-- START Items --

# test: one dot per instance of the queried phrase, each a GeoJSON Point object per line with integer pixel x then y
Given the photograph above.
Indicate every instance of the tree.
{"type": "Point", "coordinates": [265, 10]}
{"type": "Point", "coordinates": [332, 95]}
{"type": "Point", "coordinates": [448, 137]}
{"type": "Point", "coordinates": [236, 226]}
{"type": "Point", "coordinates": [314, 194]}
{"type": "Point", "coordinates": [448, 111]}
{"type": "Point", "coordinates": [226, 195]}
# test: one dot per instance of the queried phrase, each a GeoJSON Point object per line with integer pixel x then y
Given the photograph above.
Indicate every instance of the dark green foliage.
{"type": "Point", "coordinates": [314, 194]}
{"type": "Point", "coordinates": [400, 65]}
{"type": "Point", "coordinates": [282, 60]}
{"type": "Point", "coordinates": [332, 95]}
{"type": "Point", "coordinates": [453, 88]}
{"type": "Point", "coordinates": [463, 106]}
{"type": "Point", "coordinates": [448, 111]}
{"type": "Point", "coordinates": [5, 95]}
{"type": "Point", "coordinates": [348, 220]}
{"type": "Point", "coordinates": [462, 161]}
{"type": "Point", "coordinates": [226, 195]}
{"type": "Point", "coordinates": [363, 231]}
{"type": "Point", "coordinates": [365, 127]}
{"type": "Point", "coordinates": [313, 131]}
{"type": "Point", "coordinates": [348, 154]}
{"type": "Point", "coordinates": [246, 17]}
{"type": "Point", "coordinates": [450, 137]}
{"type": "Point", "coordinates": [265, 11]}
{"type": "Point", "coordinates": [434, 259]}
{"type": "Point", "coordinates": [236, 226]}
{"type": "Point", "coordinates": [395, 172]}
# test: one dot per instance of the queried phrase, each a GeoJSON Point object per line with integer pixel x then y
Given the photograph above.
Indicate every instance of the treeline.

-- END Items --

■ Exercise directions:
Output each record exactly, leaving nothing out.

■ Answer below:
# test: one dot per instance of the queried phrase, each a GeoJSON Point object per line with integer pixel x then y
Given the photograph above.
Indicate every instance of the tree.
{"type": "Point", "coordinates": [265, 10]}
{"type": "Point", "coordinates": [332, 95]}
{"type": "Point", "coordinates": [448, 137]}
{"type": "Point", "coordinates": [236, 226]}
{"type": "Point", "coordinates": [314, 194]}
{"type": "Point", "coordinates": [448, 111]}
{"type": "Point", "coordinates": [226, 195]}
# test: one dot per instance of the queried phrase, each a GeoJSON Point object per line with integer pixel x then y
Given the photograph above.
Indicate every instance of the dark green foliage.
{"type": "Point", "coordinates": [314, 194]}
{"type": "Point", "coordinates": [400, 65]}
{"type": "Point", "coordinates": [282, 60]}
{"type": "Point", "coordinates": [332, 95]}
{"type": "Point", "coordinates": [453, 88]}
{"type": "Point", "coordinates": [463, 106]}
{"type": "Point", "coordinates": [448, 111]}
{"type": "Point", "coordinates": [5, 95]}
{"type": "Point", "coordinates": [348, 220]}
{"type": "Point", "coordinates": [462, 161]}
{"type": "Point", "coordinates": [226, 195]}
{"type": "Point", "coordinates": [363, 231]}
{"type": "Point", "coordinates": [365, 127]}
{"type": "Point", "coordinates": [313, 131]}
{"type": "Point", "coordinates": [348, 154]}
{"type": "Point", "coordinates": [246, 17]}
{"type": "Point", "coordinates": [450, 137]}
{"type": "Point", "coordinates": [265, 11]}
{"type": "Point", "coordinates": [434, 259]}
{"type": "Point", "coordinates": [236, 226]}
{"type": "Point", "coordinates": [395, 172]}
# test: one dot per instance of the queried phrase, each a GeoJSON Point object per line with integer pixel x then y
Given the photograph above.
Indicate every instance of the treeline.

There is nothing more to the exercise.